Who Is Arthur Brown Jr.? Texas to Execute Man for 1992 Murders

  • Arthur Brown Jr. is scheduled to be executed in Texas on Thursday for the 1992 murders of four people.
  • His attorneys claim prosecutors withheld evidence that indicated someone else committed the crime.
  • They also cite medical records that cast doubt on testimony provided by a victim who survived the attack.
  • Brown's execution is the second scheduled to take place in Texas this week.

A Texas inmate convicted of killing four people more than 30 years ago is facing execution this week, but his attorneys say prosecutors suppressed evidence that indicated that someone else committed the murders.

Arthur Brown Jr., 52, is scheduled to die by lethal injection at the state penitentiary in Huntsville on Thursday.

Prosecutors said Brown was part of a ring shuttling drugs from Texas to Alabama and that the shootings in June 1992 were intended to eliminate a Houston couple who acted as middlemen.

Jose Tovar, his wife's 17-year-old son Frank Farias, Farias' 19-year-old pregnant wife Jessica Quinones, and 21-year-old neighbor Audrey Brown, were killed. Tovar's wife, Rachel Tovar, survived along with Nicholas Cortez, an acquaintance who came inside the house during the crime.

────────────────────

**Your tasks**
• a. Answer these questions from the Arthur Brown Jr. article:
(i) Where is Brown scheduled to die by lethal injection?
(ii) In what month and year did the shootings take place?
(iii) Who survived the attack along with Rachel Tovar?
• b. Can you write the next few paragraphs of the Arthur Brown Jr. article, picking up after its final sentence?
The items come from a separate source and are unrelated to the Arthur Brown Jr. article.

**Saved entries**
────────────────────

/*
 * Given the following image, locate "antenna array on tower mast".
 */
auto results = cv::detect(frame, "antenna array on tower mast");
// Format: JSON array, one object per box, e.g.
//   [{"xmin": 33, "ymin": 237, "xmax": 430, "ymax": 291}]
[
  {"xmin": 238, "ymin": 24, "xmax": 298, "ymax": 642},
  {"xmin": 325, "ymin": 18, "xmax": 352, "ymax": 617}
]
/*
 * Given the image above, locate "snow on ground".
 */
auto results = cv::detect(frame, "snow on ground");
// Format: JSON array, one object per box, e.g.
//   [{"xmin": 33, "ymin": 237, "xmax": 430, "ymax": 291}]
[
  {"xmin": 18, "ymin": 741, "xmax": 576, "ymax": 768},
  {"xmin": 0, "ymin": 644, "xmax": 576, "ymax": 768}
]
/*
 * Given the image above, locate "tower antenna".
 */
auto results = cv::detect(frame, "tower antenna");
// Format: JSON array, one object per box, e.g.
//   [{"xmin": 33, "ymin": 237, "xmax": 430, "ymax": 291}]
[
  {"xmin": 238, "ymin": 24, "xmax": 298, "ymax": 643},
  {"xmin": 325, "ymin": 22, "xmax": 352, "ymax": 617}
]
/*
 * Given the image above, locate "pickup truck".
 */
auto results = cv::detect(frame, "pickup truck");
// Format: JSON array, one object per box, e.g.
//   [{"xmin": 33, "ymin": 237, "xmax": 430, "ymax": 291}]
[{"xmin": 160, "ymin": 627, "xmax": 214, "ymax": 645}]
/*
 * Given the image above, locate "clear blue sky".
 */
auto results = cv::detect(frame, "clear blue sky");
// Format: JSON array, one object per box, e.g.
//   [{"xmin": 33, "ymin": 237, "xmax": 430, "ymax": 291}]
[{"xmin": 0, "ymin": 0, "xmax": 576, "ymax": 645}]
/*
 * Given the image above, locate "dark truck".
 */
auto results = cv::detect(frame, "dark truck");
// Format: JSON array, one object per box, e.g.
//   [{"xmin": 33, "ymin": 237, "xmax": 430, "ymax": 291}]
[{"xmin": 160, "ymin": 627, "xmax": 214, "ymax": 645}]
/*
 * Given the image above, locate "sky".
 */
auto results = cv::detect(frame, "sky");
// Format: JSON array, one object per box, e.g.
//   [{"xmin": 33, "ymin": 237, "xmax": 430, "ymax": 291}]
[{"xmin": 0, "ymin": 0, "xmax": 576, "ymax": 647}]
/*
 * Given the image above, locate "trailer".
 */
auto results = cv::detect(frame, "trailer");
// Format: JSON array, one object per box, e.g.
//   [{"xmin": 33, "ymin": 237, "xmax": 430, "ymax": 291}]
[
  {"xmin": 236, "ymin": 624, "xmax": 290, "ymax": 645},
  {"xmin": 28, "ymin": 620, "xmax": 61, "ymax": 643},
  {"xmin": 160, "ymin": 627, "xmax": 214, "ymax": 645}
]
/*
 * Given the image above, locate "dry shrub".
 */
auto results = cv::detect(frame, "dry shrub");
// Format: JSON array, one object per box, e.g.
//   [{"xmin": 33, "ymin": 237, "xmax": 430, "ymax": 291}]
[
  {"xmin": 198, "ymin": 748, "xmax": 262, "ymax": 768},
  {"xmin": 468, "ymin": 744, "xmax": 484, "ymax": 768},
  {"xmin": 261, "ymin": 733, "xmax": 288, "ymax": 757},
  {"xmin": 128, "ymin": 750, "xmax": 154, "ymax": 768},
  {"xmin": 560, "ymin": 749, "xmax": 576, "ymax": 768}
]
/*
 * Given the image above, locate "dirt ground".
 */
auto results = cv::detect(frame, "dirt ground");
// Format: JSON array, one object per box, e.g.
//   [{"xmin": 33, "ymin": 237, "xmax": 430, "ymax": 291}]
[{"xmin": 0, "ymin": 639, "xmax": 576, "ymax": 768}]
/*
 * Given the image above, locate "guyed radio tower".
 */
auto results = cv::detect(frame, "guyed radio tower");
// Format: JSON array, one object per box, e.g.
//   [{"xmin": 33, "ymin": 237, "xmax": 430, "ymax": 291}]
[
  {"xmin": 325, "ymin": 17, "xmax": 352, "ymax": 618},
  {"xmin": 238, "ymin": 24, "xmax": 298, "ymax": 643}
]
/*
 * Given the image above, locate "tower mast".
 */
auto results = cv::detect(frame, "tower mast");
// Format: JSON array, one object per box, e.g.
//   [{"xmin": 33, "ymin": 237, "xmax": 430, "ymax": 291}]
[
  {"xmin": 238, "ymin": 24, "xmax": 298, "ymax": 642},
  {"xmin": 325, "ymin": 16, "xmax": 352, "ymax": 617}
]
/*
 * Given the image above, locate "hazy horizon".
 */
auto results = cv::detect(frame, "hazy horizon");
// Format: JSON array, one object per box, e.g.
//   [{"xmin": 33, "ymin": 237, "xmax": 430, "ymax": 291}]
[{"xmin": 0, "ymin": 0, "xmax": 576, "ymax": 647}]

────────────────────

**Results for each task**
• a.
(i) At the state penitentiary in Huntsville
(ii) June 1992
(iii) Nicholas Cortez

• b.
Texas death chamber
A file photo shows the Texas death chamber. Arthur Brown Jr. is scheduled to die by lethal injection at the state penitentiary in Huntsville on March 9. Joe Raedle/Getty Images

Brown and two others, Marion Dudley and Anthony Dunson, were convicted in connection to the 1992 shootings. Dudley was handed a death sentence and executed in 2006, while Dunson is serving a life sentence. All three maintained their innocence.

Brown's attorney Benjamin Wolff, director of the Office of Capital & Forensic Writs, told Newsweek that Brown is "an intellectually disabled man who has spent the last 30 years of his life on Texas death row for a crime he didn't commit."

He was convicted after a trial "marred by false evidence, convoluted eyewitness identifications, racial bias and poor police work," Wolff said.

He filed documents last week asking for Brown's execution to be halted, citing evidence they contend was withheld for decades.

According to The Texas Observer, they detail police interviews with Anthony Farias, Tovar's son, where he identifies the assailants as a group of men including Terrell Hill.

Hill was an alternate suspect in the case and was killed during a robbery in Alabama "while in possession of the alleged murder weapon in this case," according to the documents.

Brown's attorneys also contend that the Harris County District Attorney's Office withheld medical records that cast doubt on testimony provided by Rachel Tovar, the Houston Chronicle reported. She testified that she saw Brown Jr. with a gun at one point, but court documents filed by his legal team say she could not have credibly identified the perpetrators because of the "severe" memory issues she suffered from after being shot.

That evidence "supports Mr. Brown's long-standing claim of innocence," Wolff said.

Paul Mansur, who represented Brown from 2009 until 2022, said he did not recall seeing the records in question in the case files. In previous filings, he argued that Brown had grounds for an intellectual disability claim.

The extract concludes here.